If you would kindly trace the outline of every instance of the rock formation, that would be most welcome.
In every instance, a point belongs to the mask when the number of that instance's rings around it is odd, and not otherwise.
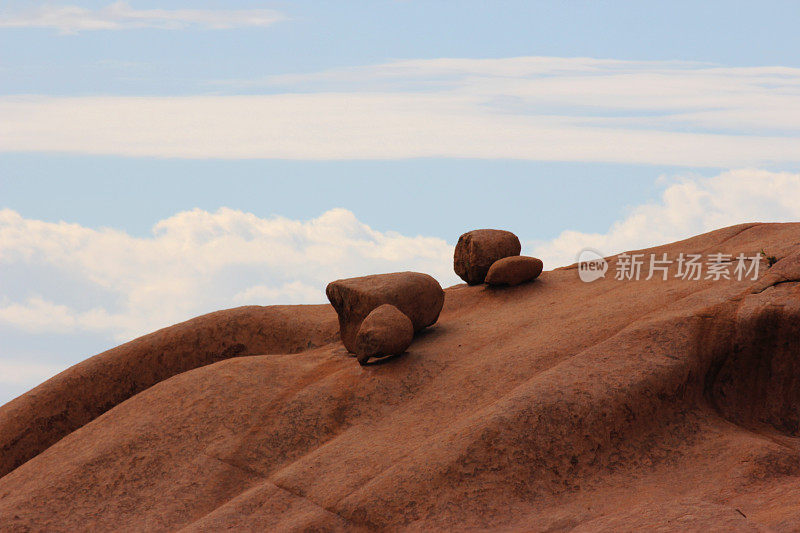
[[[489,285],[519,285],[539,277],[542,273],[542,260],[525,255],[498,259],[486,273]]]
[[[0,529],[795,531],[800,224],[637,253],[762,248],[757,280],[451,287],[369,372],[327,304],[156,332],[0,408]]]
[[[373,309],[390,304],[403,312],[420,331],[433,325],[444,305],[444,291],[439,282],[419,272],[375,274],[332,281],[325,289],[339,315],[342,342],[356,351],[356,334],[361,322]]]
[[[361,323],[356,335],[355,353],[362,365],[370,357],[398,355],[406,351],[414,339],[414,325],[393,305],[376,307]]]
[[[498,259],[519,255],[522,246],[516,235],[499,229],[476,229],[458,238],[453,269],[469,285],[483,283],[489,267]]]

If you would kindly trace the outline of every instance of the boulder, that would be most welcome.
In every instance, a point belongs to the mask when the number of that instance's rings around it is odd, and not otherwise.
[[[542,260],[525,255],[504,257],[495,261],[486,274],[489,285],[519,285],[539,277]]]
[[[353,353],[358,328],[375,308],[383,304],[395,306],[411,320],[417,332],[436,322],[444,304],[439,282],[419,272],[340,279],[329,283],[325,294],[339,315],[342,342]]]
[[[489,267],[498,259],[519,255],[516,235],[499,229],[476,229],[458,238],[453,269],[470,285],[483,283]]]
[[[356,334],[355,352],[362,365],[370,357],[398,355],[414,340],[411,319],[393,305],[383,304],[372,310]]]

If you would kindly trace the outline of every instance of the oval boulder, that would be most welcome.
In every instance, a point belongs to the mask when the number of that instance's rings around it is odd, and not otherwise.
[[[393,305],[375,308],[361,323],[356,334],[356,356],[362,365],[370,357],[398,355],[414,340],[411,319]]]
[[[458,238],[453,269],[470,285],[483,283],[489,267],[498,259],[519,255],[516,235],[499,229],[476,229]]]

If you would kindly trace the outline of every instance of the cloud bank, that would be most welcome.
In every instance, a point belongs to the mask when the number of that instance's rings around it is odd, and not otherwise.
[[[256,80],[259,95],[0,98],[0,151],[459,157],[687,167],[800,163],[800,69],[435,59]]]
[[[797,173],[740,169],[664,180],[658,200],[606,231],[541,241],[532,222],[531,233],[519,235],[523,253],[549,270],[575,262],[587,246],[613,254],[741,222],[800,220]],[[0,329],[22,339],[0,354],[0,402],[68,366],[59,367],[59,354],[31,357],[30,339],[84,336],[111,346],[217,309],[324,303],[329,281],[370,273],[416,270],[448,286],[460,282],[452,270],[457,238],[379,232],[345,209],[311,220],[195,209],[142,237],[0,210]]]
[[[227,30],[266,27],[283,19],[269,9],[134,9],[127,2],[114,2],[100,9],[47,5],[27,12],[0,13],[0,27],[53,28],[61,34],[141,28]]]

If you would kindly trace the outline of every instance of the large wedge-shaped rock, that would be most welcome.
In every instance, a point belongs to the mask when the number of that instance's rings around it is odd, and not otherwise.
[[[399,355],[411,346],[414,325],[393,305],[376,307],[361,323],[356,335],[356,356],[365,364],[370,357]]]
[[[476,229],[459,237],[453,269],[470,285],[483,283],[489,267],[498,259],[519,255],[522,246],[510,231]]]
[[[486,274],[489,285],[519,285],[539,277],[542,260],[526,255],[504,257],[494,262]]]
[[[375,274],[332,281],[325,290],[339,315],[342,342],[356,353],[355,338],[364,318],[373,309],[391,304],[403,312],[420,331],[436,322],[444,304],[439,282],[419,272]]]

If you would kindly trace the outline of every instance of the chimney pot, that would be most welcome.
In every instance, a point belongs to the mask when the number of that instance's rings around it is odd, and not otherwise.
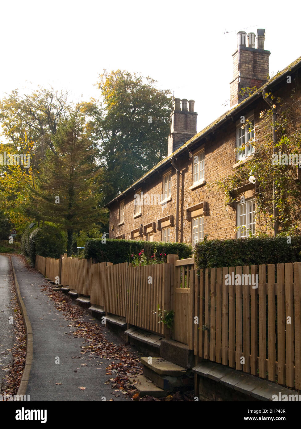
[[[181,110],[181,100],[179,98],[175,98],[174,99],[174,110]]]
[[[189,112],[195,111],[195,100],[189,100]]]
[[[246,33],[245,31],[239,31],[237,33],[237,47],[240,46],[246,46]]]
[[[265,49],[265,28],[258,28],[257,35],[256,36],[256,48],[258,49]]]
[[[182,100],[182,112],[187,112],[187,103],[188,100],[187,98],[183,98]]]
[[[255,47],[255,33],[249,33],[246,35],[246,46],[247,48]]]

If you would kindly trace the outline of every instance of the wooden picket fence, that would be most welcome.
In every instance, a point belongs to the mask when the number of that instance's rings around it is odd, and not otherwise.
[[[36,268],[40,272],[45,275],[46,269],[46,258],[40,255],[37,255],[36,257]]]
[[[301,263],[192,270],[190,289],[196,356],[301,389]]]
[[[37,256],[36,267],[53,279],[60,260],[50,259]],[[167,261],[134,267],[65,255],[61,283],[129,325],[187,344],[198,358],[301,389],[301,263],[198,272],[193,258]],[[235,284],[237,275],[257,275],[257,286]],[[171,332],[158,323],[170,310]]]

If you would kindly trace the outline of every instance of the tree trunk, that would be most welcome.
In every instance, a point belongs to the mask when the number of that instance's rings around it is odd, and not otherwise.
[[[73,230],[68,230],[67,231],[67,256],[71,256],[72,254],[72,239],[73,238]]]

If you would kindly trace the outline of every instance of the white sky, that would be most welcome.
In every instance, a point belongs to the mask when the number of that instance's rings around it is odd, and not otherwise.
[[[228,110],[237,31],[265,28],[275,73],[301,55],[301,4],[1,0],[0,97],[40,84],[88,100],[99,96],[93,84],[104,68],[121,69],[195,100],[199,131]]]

--

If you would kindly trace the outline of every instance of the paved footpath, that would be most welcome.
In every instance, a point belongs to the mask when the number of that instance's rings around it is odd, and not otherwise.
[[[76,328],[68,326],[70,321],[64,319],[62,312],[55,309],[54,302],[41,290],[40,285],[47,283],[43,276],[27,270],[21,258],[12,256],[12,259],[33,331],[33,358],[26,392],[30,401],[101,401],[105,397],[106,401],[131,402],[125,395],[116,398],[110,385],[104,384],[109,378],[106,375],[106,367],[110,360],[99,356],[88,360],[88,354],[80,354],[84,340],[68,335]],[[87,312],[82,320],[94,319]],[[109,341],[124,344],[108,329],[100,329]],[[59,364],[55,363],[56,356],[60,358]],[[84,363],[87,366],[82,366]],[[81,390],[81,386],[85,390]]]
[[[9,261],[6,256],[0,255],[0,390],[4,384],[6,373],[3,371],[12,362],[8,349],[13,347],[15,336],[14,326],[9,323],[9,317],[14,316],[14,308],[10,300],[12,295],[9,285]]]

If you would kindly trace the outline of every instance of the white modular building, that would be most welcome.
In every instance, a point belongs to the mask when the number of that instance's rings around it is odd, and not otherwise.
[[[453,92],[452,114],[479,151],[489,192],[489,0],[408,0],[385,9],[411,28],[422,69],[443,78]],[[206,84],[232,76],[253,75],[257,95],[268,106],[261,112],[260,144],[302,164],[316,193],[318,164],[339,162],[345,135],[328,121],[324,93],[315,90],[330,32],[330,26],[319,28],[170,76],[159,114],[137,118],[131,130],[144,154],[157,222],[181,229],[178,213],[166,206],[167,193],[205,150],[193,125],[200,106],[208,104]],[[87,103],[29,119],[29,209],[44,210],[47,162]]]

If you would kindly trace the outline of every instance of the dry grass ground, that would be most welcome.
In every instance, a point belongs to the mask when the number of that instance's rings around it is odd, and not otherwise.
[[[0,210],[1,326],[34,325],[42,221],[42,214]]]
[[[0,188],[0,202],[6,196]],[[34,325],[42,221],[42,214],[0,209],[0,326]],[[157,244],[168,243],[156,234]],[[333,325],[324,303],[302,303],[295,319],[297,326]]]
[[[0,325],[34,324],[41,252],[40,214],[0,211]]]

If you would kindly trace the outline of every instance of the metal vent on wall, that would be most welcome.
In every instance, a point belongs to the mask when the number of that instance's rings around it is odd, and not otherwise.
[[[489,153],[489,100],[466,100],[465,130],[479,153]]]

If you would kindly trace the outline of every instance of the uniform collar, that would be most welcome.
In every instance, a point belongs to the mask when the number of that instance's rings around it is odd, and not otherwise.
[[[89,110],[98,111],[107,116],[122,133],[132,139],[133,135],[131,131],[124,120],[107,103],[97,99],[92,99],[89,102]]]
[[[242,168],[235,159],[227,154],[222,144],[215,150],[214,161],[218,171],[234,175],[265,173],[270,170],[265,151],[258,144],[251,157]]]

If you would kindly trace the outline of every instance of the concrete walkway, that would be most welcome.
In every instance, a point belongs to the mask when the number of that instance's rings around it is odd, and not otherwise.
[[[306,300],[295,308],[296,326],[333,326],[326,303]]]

...

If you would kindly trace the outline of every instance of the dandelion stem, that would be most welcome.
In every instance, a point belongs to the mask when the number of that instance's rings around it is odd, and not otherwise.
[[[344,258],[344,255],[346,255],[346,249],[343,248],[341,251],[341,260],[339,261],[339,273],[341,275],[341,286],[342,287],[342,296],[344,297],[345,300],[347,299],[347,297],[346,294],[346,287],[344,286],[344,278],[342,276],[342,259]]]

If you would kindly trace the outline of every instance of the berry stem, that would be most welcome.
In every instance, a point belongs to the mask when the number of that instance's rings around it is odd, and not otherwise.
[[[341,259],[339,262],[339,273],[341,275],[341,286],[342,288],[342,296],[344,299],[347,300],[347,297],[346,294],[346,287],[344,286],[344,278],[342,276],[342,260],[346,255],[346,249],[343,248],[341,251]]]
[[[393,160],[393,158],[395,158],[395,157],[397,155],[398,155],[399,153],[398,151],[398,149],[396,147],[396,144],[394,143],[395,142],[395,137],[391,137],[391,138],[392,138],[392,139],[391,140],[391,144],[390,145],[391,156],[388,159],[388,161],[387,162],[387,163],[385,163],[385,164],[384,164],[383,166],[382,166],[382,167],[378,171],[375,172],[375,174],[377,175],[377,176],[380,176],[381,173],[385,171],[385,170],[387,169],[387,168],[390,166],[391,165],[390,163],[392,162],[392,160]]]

• Requirements: Rewrite the entries from the line containing "bank, that would be most welcome." through the line containing "[[[255,47],[255,33],[249,33],[246,35],[246,46],[247,48]]]", requests included, multiplying each polygon coordinate in the answers by 1.45 and rounding to the nearest whole number, with halves going up. Leave the requests' own numbers and the pictures out of the changes and out of the output respectively.

• Exercise answer:
If you would kindly trace the outline of every instance of the cloud bank, that would be most welcome.
In every instance, a point belongs to the mask when the number of that instance's rings around it is odd, and not otherwise.
[[[371,116],[376,138],[0,142],[0,219],[666,228],[996,242],[1160,236],[1160,100],[631,86]]]
[[[1156,251],[1073,245],[963,261],[954,290],[879,335],[784,349],[771,322],[770,338],[753,341],[758,367],[796,392],[834,380],[851,357],[889,368],[1074,322],[1160,319]],[[0,477],[32,492],[0,513],[0,583],[99,531],[86,532],[86,513],[45,518],[44,492],[122,487],[161,502],[315,448],[470,439],[477,407],[537,396],[603,392],[650,415],[667,409],[655,392],[663,345],[550,336],[500,303],[451,319],[283,303],[206,344],[0,305]]]
[[[329,44],[386,39],[410,28],[390,13],[194,13],[184,3],[165,3],[145,13],[68,7],[39,17],[0,19],[0,39],[77,41],[88,49],[204,41]]]

If you would kindly trace the outline of every instance of the large wedge-shaped rock, that would be most welcome.
In every instance, a point belongs to the mask when the number of that instance's rings around it is odd, and not otherwise.
[[[579,515],[596,502],[600,471],[570,442],[545,445],[523,468],[516,486],[516,516],[529,528],[537,518]]]
[[[690,332],[666,344],[657,390],[682,413],[700,410],[709,387],[722,376],[753,370],[757,357],[740,335]]]
[[[705,397],[709,413],[753,413],[782,402],[786,377],[763,370],[731,373],[716,380]]]
[[[544,397],[481,407],[471,421],[492,457],[496,496],[516,512],[515,490],[528,461],[541,448],[567,441],[584,452],[609,480],[632,467],[644,441],[637,409],[608,394]]]

If you would kindly trace the outline of every instance of the chimney pot, that would be most welcome.
In every instance, a point belongs to the mask when the number of that instance's rings around it is odd, and not otherwise.
[[[262,160],[262,145],[260,142],[254,142],[252,144],[252,160]]]
[[[274,162],[283,161],[283,145],[274,145]]]
[[[357,48],[355,45],[347,45],[344,48],[344,68],[348,67],[357,67]]]
[[[384,71],[384,41],[374,41],[373,51],[371,52],[371,70],[374,71]]]
[[[264,145],[264,162],[271,162],[271,149],[273,145],[271,142],[265,142]]]
[[[370,68],[370,48],[361,48],[357,51],[357,67],[358,70]]]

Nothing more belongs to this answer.